*Set of tasks*.
a. Please reproduce a passage of the report on Fran Foreman's talk word for word: begin at the words that have "On Friday 28th March"; stop after "amongst many more.".
b. Decide whether each statement agrees with the report on Fran Foreman's talk, giving yes or no along with the deciding words of the report quoted verbatim. (i) Fran visited Bangor about ten years ago to present a workshop. (ii) Fran gave the talk in person in Bangor. (iii) Fran took up photography around 1970.

*Excerpt*.
"""
On Friday 28th March Fran Foreman presented a talk from her home in New York to members of the Bangor club and others who had joined online .

Fran is no stranger to Northern Ireland and visited Bangor some ten years ago to present a workshop.



Her work is displayed in many galleries and museums throughout the world including The museum of Fine Arts Boston,The Smithsonian National Air and Space Museum Washington,DC ,The Museum of Fine Arts Houston and The North Down Museum amongst many more.


To begin Fran spoke of her childhood interest in drawing often copying photographs from magazines .

She studied art and sociology at Brandeis University ,receiving an MSW in psychiatric social work and an MFA from Boston University.

Fran said that all of this has been an influence in her work as an artist.



Around 1970 she decided to embrace photography but not to portray the normality day to day life but to use photography to create an imaginative artistic alternative reality employing composite imaging methods.
"""
*Provided data*.
"""
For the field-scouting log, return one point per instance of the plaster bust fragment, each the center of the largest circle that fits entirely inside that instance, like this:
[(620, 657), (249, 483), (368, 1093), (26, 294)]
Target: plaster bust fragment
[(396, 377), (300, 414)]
"""
*Expected responses*.
a.
On Friday 28th March Fran Foreman presented a talk from her home in New York to members of the Bangor club and others who had joined online .

Fran is no stranger to Northern Ireland and visited Bangor some ten years ago to present a workshop.



Her work is displayed in many galleries and museums throughout the world including The museum of Fine Arts Boston,The Smithsonian National Air and Space Museum Washington,DC ,The Museum of Fine Arts Houston and The North Down Museum amongst many more.

b.
(i) Yes: "visited Bangor some ten years ago to present a workshop"
(ii) No: "presented a talk from her home in New York"
(iii) Yes: "Around 1970 she decided to embrace photography"